Pull out every line of the material below that contains the string "leaf", treating case as significant.

[Start of Exercise input]

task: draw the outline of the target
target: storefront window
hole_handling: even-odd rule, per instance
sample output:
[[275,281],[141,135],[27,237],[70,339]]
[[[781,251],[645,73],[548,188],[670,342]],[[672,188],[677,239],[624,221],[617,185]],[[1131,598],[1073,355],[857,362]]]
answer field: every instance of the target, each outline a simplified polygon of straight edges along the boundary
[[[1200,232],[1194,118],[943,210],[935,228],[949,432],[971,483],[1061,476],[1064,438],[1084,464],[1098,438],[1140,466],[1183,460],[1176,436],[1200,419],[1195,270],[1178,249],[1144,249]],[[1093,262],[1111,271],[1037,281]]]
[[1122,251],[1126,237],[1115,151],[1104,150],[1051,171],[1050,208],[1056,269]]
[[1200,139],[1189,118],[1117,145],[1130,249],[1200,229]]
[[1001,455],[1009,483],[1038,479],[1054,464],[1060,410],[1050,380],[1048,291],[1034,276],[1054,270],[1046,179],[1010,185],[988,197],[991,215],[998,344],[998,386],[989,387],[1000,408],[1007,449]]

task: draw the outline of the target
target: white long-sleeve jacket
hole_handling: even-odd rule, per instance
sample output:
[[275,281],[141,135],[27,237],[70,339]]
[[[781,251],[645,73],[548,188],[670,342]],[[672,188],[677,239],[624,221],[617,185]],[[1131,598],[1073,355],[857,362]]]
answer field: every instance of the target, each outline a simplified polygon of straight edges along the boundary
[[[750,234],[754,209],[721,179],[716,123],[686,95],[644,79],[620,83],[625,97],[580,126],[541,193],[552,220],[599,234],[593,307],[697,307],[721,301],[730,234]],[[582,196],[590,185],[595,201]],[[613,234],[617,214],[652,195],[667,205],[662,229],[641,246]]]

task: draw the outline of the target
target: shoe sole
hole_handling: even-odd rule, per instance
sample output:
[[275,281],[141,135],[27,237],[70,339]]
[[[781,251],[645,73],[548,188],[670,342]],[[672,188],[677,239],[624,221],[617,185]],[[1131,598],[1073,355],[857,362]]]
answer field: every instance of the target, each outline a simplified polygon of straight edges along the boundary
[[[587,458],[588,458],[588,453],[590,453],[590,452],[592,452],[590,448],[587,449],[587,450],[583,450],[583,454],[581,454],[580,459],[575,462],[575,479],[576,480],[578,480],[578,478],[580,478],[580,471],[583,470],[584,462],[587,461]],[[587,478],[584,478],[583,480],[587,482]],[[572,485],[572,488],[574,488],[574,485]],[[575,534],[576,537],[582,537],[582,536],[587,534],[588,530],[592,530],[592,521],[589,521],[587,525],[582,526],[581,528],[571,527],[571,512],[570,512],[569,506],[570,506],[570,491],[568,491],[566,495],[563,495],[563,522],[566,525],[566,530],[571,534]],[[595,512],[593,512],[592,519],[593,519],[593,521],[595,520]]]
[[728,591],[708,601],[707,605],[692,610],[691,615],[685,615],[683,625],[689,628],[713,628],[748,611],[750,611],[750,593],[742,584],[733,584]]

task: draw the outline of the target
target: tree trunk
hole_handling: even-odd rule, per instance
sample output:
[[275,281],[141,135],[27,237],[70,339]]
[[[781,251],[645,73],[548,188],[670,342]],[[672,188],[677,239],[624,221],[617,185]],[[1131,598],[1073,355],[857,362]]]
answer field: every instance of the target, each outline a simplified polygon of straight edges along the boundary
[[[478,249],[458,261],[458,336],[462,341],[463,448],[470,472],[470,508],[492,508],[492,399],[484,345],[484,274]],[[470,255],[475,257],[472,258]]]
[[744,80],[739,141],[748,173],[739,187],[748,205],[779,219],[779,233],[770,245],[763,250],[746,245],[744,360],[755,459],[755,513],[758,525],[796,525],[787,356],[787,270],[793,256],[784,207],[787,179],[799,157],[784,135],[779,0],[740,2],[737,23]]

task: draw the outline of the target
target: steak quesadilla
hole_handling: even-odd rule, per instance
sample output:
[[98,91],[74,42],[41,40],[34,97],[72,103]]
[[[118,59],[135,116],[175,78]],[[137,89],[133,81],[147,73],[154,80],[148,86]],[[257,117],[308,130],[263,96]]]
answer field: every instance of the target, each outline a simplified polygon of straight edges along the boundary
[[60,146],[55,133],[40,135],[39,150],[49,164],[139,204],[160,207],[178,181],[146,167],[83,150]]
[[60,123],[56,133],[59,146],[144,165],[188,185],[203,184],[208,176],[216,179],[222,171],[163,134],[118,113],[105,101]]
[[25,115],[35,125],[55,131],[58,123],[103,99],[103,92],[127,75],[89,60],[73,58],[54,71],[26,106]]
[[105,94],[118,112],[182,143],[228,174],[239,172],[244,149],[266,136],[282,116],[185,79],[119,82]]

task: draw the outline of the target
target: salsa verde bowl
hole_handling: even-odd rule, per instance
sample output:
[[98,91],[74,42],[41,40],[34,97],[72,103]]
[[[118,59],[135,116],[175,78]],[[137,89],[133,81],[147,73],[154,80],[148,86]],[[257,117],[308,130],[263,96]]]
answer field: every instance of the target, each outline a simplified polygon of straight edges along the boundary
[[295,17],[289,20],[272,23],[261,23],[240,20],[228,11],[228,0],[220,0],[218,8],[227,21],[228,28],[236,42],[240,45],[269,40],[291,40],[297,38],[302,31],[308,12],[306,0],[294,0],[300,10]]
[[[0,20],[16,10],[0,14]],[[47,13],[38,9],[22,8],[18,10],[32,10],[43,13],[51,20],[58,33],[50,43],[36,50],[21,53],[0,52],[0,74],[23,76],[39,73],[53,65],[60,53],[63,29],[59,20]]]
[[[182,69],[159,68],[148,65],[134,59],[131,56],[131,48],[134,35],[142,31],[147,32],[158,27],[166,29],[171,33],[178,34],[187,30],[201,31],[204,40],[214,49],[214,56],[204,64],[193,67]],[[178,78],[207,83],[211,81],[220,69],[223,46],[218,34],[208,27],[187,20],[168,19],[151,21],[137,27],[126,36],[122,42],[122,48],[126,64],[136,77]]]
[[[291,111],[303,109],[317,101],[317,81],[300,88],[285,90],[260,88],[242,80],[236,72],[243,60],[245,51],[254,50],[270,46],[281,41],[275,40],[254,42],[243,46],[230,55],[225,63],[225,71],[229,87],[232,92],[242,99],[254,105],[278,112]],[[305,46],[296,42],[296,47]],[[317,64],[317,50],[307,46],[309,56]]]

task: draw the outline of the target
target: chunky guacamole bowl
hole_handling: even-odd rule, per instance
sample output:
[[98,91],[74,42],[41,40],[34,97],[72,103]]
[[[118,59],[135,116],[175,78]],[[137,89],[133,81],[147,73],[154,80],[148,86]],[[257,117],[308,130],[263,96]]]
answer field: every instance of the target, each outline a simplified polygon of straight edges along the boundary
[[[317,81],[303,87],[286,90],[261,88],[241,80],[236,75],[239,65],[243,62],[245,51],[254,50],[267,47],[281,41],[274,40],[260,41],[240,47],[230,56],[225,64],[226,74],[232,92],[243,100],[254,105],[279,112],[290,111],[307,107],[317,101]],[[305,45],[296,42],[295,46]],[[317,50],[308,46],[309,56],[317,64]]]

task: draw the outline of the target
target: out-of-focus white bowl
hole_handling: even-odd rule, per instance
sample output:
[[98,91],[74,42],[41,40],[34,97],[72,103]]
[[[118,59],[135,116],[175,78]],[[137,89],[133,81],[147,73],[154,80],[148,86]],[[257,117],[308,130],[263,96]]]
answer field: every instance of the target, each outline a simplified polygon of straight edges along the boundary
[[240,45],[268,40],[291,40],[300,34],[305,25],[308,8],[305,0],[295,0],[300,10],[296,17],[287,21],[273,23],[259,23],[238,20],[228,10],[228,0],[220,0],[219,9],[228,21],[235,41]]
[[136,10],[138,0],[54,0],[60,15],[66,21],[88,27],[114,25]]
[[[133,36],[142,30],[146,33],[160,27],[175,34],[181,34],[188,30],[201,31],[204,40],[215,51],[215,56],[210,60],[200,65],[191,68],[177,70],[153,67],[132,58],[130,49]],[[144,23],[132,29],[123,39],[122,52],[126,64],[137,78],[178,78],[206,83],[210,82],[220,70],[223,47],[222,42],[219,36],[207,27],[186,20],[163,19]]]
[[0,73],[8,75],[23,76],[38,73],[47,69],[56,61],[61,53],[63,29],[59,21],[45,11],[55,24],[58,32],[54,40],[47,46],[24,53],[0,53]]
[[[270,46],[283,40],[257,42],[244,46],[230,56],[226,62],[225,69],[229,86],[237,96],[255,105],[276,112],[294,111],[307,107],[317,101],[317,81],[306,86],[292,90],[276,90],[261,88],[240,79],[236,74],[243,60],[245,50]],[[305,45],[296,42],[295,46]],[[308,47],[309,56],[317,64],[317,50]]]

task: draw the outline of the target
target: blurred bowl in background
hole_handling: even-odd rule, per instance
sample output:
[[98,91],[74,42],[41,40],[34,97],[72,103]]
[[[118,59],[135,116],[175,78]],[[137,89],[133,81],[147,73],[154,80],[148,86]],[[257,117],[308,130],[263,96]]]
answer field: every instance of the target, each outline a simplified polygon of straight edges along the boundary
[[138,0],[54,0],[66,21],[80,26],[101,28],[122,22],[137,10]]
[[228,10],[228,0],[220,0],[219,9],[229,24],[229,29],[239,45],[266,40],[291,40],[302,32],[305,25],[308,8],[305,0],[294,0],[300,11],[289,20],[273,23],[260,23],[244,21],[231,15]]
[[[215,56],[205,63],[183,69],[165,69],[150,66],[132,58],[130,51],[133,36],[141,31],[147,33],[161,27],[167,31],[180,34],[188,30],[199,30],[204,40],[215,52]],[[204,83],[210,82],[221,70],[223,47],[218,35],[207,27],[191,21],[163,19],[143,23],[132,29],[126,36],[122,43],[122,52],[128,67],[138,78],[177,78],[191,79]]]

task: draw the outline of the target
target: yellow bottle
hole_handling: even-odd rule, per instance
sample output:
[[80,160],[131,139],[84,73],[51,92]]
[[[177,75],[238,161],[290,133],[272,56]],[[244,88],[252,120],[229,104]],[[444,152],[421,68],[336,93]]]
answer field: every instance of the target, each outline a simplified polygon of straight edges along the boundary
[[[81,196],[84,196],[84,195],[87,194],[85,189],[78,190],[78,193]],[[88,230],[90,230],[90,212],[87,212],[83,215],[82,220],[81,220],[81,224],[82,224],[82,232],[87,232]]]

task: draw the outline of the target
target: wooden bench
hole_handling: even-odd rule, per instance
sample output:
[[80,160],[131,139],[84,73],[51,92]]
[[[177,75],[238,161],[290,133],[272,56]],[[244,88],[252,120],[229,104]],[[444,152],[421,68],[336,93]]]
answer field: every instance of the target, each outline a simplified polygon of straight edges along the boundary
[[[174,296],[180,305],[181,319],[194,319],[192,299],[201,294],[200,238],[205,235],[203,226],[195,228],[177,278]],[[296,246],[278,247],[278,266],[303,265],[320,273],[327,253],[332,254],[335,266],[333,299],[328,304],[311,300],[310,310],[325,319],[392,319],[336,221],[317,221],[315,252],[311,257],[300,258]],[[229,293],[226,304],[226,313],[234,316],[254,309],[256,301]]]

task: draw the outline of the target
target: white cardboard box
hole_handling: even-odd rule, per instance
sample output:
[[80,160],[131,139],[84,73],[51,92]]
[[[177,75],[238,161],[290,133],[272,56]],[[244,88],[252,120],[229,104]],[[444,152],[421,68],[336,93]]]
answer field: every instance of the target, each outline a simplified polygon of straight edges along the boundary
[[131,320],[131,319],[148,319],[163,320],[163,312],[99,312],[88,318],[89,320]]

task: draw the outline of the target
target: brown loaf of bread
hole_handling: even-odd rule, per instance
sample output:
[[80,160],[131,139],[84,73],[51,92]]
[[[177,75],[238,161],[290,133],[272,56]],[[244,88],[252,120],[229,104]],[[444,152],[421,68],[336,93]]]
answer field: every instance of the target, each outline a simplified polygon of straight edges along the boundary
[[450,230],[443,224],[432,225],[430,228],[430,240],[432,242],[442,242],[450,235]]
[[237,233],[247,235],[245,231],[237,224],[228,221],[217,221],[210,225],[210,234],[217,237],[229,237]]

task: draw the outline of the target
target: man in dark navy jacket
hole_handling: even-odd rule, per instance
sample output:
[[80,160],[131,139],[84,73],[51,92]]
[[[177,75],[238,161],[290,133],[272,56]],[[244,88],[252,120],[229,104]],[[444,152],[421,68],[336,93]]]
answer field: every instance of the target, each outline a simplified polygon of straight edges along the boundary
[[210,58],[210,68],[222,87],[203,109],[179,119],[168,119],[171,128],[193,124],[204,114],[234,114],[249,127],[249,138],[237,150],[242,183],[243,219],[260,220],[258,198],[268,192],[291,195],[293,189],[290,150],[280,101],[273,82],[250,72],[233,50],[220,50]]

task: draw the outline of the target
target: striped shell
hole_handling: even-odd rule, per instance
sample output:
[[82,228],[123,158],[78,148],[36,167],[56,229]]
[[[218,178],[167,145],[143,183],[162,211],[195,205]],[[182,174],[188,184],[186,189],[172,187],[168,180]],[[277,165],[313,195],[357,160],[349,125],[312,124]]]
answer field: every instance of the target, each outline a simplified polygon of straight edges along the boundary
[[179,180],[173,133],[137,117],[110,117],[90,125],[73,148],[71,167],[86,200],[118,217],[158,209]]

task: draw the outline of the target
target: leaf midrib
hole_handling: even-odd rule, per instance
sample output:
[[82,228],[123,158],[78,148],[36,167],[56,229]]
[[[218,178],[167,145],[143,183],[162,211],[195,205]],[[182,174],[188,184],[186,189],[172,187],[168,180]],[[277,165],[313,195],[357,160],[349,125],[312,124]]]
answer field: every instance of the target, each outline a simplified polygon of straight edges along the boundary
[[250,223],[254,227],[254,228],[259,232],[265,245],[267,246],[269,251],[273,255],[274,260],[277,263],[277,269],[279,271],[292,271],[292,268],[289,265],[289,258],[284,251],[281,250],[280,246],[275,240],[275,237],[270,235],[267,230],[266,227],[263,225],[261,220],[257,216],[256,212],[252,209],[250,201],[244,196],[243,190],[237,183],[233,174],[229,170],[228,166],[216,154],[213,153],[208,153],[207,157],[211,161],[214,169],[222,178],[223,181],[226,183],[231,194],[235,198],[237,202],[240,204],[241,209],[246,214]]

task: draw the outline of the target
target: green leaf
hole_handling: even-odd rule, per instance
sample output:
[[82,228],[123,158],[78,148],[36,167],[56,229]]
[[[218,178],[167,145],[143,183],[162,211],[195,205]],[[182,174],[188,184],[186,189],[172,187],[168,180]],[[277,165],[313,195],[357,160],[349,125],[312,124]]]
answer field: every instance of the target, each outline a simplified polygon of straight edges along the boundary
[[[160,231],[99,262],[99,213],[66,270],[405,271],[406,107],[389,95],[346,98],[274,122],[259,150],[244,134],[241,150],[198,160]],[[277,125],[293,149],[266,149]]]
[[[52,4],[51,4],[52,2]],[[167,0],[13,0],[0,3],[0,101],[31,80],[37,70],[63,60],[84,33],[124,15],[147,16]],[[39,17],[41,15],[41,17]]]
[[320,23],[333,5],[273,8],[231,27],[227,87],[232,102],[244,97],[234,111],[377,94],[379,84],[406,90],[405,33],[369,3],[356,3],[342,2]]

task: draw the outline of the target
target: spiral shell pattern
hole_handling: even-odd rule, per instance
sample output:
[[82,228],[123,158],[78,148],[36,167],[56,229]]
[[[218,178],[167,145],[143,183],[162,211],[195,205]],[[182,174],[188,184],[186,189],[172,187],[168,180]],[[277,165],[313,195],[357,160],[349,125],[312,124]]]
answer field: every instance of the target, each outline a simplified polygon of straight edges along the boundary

[End of Exercise input]

### Answer to the exercise
target: leaf midrib
target: green leaf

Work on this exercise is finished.